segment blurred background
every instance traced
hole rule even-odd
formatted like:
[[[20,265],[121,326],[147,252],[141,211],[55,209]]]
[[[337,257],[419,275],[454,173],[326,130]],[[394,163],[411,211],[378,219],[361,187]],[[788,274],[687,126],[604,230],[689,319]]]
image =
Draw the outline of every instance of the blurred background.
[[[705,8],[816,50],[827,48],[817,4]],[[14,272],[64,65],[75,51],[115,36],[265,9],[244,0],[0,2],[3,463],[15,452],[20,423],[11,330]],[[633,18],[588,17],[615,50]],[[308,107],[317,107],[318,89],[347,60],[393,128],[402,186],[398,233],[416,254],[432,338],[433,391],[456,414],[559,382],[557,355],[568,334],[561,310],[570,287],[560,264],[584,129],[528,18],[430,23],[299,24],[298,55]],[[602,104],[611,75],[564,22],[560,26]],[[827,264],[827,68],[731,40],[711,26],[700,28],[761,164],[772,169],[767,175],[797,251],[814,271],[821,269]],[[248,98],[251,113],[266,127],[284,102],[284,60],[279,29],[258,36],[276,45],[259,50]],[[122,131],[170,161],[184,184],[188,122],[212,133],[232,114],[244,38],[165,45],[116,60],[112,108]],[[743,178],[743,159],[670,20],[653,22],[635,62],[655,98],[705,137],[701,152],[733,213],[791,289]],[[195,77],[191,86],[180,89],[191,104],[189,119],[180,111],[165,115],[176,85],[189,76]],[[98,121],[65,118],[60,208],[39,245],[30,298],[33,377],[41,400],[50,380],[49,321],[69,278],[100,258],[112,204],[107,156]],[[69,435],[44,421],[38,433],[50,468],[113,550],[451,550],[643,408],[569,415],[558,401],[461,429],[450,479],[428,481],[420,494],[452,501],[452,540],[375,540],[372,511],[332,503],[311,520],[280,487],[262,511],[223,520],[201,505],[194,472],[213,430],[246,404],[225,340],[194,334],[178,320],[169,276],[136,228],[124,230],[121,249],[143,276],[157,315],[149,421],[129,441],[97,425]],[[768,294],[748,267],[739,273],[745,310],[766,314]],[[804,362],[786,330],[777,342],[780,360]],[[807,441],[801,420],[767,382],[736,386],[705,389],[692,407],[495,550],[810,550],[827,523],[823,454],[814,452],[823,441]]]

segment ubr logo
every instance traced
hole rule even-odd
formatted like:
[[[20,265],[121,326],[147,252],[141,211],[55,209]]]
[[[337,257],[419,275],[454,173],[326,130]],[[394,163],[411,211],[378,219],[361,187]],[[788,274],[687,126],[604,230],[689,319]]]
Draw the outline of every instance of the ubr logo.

········

** Stated exercise **
Output every line of the rows above verbatim, in their original order.

** Task output **
segment blurred background
every instance traced
hole rule even-odd
formatted like:
[[[20,265],[121,326],[147,252],[141,211],[55,209]]]
[[[337,257],[419,275],[454,173],[326,130]],[[394,163],[411,211],[378,219],[361,187]],[[788,274],[687,126],[604,230],[689,319]]]
image =
Draw the outline of every instance of the blurred background.
[[[705,8],[816,50],[827,48],[817,4]],[[14,272],[64,65],[75,51],[115,36],[265,9],[244,0],[0,2],[3,463],[15,452],[20,423],[11,330]],[[633,18],[588,17],[615,50]],[[308,107],[317,107],[318,89],[347,60],[393,128],[402,186],[398,233],[416,254],[432,338],[433,391],[456,414],[559,382],[557,355],[568,334],[561,310],[570,287],[560,264],[584,129],[528,18],[430,23],[299,24],[298,55]],[[602,104],[611,75],[564,22],[560,26]],[[827,264],[827,68],[731,40],[711,26],[700,28],[761,164],[772,169],[767,175],[797,251],[814,271],[821,269]],[[248,98],[251,113],[266,127],[284,102],[284,60],[279,29],[258,36],[276,45],[259,50]],[[122,131],[170,161],[184,184],[188,122],[212,133],[232,114],[244,38],[165,45],[116,60],[112,108]],[[743,178],[743,159],[670,20],[653,22],[635,62],[655,98],[705,137],[701,152],[733,213],[791,289]],[[195,77],[191,86],[180,89],[191,104],[189,119],[180,111],[165,115],[176,85],[189,76]],[[98,121],[65,118],[60,208],[39,245],[30,298],[33,377],[41,400],[50,380],[49,321],[69,278],[100,258],[112,204],[107,156]],[[69,435],[44,421],[38,433],[50,468],[113,550],[451,550],[643,408],[569,415],[558,401],[461,429],[450,479],[428,481],[420,494],[452,501],[452,540],[375,540],[372,511],[332,503],[311,520],[280,487],[262,511],[223,520],[201,505],[194,472],[213,430],[246,404],[225,340],[194,334],[178,320],[169,276],[136,228],[124,230],[121,249],[143,276],[157,315],[149,421],[129,441],[97,425]],[[768,294],[748,267],[739,273],[745,310],[766,314]],[[804,362],[786,330],[777,342],[780,360]],[[807,441],[801,420],[767,382],[736,386],[705,389],[692,407],[495,550],[810,550],[827,523],[823,454],[814,452],[823,441]]]

segment ubr logo
every instance traced
hole rule even-odd
formatted like:
[[[20,265],[121,326],[147,252],[141,211],[55,209]]]
[[[337,257],[419,275],[454,173],[326,130]],[[394,163],[411,211],[378,219],[361,187]],[[788,274],[687,126],[604,230],[689,319]]]
Draw the outline of every instance of the ubr logo.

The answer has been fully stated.